◆ Passage for review
.....

Non-Diabetes Causes of Peripheral Neuropathy
There’s a saying that “all roads lead to Rome,” and while it’s not true on a literal basis, the idea that multiple starting points can lead to the same destination does apply in various regards. This certainly is easy enough to see when it comes to travel—for example, patients come to our Surprise, AZ office by taking different roads from Phoenix, Glendale, or Scottsdale—but it applies in more abstract or metaphorical ways as well.
That saying is evident in the fact multiple causes can potentially contribute to the same medical condition, and such is the case with peripheral neuropathy.
Peripheral neuropathy is a problem wherein the nerves in your extremities do not function correctly. This can lead to painful burning, tingling, and even sharp stabbing sensations in your lower limbs. In some cases, the nerve damage causes numbness (which can, in turn, then leads to a host of medical issues).
Although diabetes is the most common culprit of nerve damage and numbness in the lower limbs, there are many possible causes. Basically, anything that damages or impairs the nerves in your lower limbs can be a cause of neuropathy, including:
- Autoimmune diseases and inherited conditions – Certain diseases attack or impact your nerves, including lupus, Sjorgren’s syndrome, rheumatoid arthritis, and Guillain-Barre syndrome, among others.

.....

◆ Entries drawn from a collection

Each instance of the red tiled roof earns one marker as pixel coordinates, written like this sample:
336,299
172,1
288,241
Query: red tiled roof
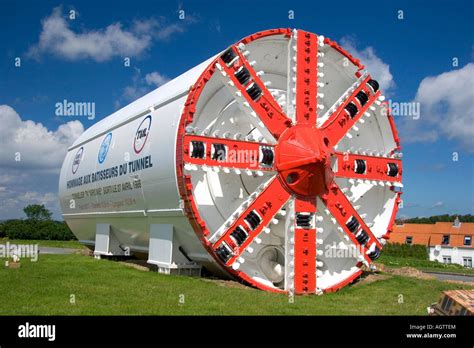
432,234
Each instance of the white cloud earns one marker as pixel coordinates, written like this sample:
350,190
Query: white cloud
33,179
58,38
377,68
438,204
447,109
447,104
33,144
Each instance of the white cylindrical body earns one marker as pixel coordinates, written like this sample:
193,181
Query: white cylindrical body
133,200
275,161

.....

◆ Activity A
Duplicate the passage on non-diabetes causes of peripheral neuropathy, everything from "Non-Diabetes Causes of" down to "ways as well.".
◆ Activity B
Summarize the passage on non-diabetes causes of peripheral neuropathy in two sentences.
The items are not needed here.

◆ Answer box A
Non-Diabetes Causes of Peripheral Neuropathy
There’s a saying that “all roads lead to Rome,” and while it’s not true on a literal basis, the idea that multiple starting points can lead to the same destination does apply in various regards. This certainly is easy enough to see when it comes to travel—for example, patients come to our Surprise, AZ office by taking different roads from Phoenix, Glendale, or Scottsdale—but it applies in more abstract or metaphorical ways as well.

◆ Answer box B
Peripheral neuropathy is a problem in which the nerves in the extremities do not function correctly, which can lead to burning, tingling, sharp stabbing sensations, or numbness in the lower limbs. Although diabetes is its most common culprit, anything that damages or impairs the nerves in the lower limbs can cause it, including autoimmune diseases and inherited conditions such as lupus, rheumatoid arthritis, and Guillain-Barre syndrome.